• [Your goal]:
Copy the data below word for word, keeping every line.

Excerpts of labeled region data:
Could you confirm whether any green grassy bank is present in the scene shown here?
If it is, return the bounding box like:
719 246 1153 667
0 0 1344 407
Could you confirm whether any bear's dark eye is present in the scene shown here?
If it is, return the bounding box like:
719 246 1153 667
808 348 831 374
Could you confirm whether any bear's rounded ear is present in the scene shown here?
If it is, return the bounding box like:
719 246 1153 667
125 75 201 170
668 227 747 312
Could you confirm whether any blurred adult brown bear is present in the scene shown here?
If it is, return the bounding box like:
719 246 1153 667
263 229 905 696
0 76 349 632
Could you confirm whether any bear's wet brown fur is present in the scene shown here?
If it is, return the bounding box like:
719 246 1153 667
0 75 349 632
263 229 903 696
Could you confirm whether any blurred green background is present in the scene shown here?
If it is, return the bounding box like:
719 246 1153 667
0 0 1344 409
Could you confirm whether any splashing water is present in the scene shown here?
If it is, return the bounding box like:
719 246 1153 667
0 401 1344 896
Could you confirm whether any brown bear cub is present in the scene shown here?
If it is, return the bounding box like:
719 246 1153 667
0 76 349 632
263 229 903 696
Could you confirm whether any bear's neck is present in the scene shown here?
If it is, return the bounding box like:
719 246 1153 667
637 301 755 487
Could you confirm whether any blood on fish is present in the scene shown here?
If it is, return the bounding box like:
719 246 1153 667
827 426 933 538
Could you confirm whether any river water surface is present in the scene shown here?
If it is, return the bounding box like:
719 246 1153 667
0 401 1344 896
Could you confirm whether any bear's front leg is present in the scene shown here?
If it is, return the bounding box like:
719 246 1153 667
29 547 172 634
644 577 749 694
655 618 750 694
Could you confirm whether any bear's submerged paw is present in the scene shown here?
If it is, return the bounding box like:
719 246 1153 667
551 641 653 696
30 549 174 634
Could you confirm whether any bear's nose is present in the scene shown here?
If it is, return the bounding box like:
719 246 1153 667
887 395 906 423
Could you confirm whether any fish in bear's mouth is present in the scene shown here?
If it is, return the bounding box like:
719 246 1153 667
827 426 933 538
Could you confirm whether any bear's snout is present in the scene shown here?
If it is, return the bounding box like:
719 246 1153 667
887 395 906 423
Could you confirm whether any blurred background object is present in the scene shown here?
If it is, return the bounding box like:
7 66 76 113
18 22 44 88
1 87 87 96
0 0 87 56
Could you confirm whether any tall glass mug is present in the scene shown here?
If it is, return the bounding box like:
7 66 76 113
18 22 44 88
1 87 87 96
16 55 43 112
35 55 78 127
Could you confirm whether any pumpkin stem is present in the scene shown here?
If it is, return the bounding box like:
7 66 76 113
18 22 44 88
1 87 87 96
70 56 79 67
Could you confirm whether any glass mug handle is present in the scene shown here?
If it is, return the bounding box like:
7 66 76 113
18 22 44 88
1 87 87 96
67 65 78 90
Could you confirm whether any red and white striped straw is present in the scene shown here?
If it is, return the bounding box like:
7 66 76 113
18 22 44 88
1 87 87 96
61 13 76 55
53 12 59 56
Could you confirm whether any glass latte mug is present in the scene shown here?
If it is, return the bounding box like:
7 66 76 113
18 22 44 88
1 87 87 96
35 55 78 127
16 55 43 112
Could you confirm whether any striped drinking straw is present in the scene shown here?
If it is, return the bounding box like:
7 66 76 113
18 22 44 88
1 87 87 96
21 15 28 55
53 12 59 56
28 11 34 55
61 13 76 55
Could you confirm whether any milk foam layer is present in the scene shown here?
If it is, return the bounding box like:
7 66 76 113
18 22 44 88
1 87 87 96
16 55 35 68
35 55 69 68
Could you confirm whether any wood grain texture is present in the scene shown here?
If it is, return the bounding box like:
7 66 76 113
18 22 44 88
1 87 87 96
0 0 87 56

• [Exercise result]:
Could you confirm whether any green grassy bank is present in the scene shown here?
If it is, return the bounding box like:
719 246 1153 667
0 0 1344 407
Could you confirm whether any bear's dark eye is present in the scene shown here?
If it is, return the bounding box like:
719 246 1153 667
808 348 831 374
Could you confirm whether any bear's rounded ear is present in the scene shown here?
If it is, return the bounding box like:
719 246 1153 667
125 75 201 170
668 227 747 312
Could you confirm whether any blurred adult brown bear is present in the scene shown here?
If it is, return the bounding box like:
719 246 1153 667
263 229 905 696
0 76 349 632
Could you confirm whether any bear's wet brown fur is present in the scene shown here?
If it is, return the bounding box like:
719 246 1153 667
0 75 349 632
263 229 903 696
Could you confirm whether any blurred green background is present in the scene shown here?
If it is, return the bounding box like:
719 246 1153 667
0 0 1344 409
Could you confirm whether any splashing water is present in the scene shown here?
If it is, return the bounding box like:
719 246 1153 667
0 401 1344 896
Could you confirm whether any brown bear cub is present in the scene shown here?
If it is, return the bounding box like:
719 246 1153 667
0 76 349 632
263 229 903 696
Could you confirm whether any bear's neck is present in the scene shown here?
If it is, return the bounding box like:
719 246 1153 667
637 301 755 487
Could you confirm whether any blood on fish is present in the scene shown here?
If it is, return the bounding box like:
719 246 1153 667
827 426 933 538
Could you confirm whether any river water surface is present in the scene shown here?
If it is, return the bounding box like:
719 246 1153 667
0 401 1344 896
Could you confirm whether any bear's front leg is present in the scene shown here?
If it is, return the bounding box like:
719 246 1153 667
29 547 172 634
644 577 749 694
655 618 750 694
Could you confirm whether any bear's submerged paw is present in the scene shown here?
If it is, return the bounding box like:
719 246 1153 667
551 641 653 696
30 549 174 634
Could you confirm whether any bear's nose is present in the scene shown here?
If it is, return the bounding box like:
719 246 1153 667
887 395 906 423
Could you confirm whether any fish in bear's mouth is present in the scene shown here?
If it is, return the bounding box like:
719 246 1153 667
827 426 933 538
Could you confirm whether any bear's snout is present in the scene shown here?
If it is, return the bounding box like:
719 246 1153 667
887 395 906 423
Could you confirm whether any blurred background object is present in the scene shown here?
If it is, return the bounding box like:
7 66 76 113
18 22 44 88
1 87 87 96
0 0 87 56
Could you confirm whether any tall glass mug is present in the scene shown here?
If it is, return the bounding box like:
7 66 76 113
18 22 44 88
1 87 87 96
16 55 43 112
35 55 78 127
Could you confirm whether any pumpkin stem is present in the scene shown here?
If it is, return the bounding box like:
7 66 76 113
18 22 44 88
1 87 87 96
70 56 79 67
Could you confirm whether any glass mug handle is present in the scene shown here?
If it is, return the bounding box like:
7 66 76 113
18 22 44 88
1 87 87 96
67 65 78 90
Could you confirm whether any red and white striped straw is present in the scene shown here?
If it is, return the bounding box like:
7 66 76 113
18 22 44 88
1 87 87 96
61 13 76 55
53 12 59 56
Could you confirm whether any glass latte mug is present in the scene shown here?
If it is, return the bounding box like:
7 66 76 113
18 22 44 88
1 87 87 96
35 55 78 127
16 55 43 112
Could you confirm whether any striped drinking straw is present in the scene shown here?
If it is, return the bounding box like:
7 66 76 113
18 22 44 88
1 87 87 96
21 15 28 55
53 12 59 56
28 11 34 55
61 13 76 55
Could you confirm whether any milk foam layer is present in the scene shown here?
If it is, return the bounding box like:
7 66 76 113
18 22 44 88
1 87 87 96
16 55 35 68
35 55 69 68
Could you confirm whether any wood grain texture is present in the scene shown here?
If it is, return the bounding box like:
7 66 76 113
18 22 44 88
1 87 87 96
0 0 87 56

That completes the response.